TASK STATEMENT: Would you write out every entry exactly, but without the pictures?

Records from a data collection:

↓↓↓

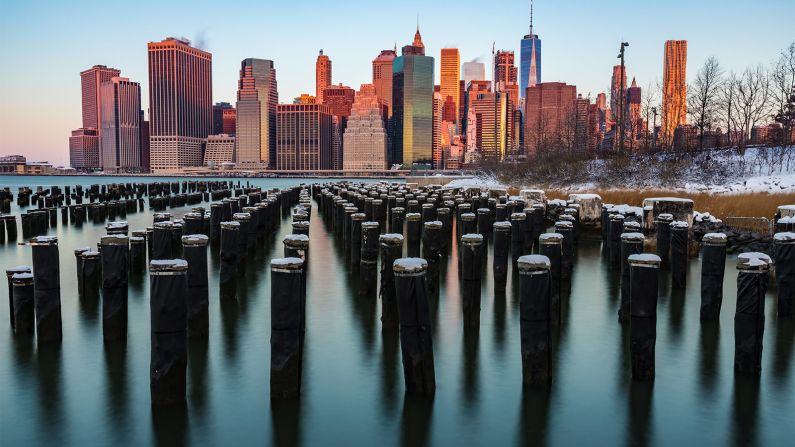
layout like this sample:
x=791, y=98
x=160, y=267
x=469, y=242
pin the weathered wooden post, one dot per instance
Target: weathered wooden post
x=286, y=327
x=415, y=326
x=713, y=265
x=534, y=319
x=644, y=273
x=114, y=252
x=749, y=318
x=168, y=291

↑↑↑

THE COMPLETED TASK:
layout like this sample:
x=791, y=98
x=160, y=267
x=469, y=242
pin the weathered wooden post, one dot per instance
Target: weathered wooden post
x=286, y=327
x=415, y=326
x=713, y=265
x=534, y=319
x=644, y=273
x=114, y=252
x=749, y=318
x=168, y=291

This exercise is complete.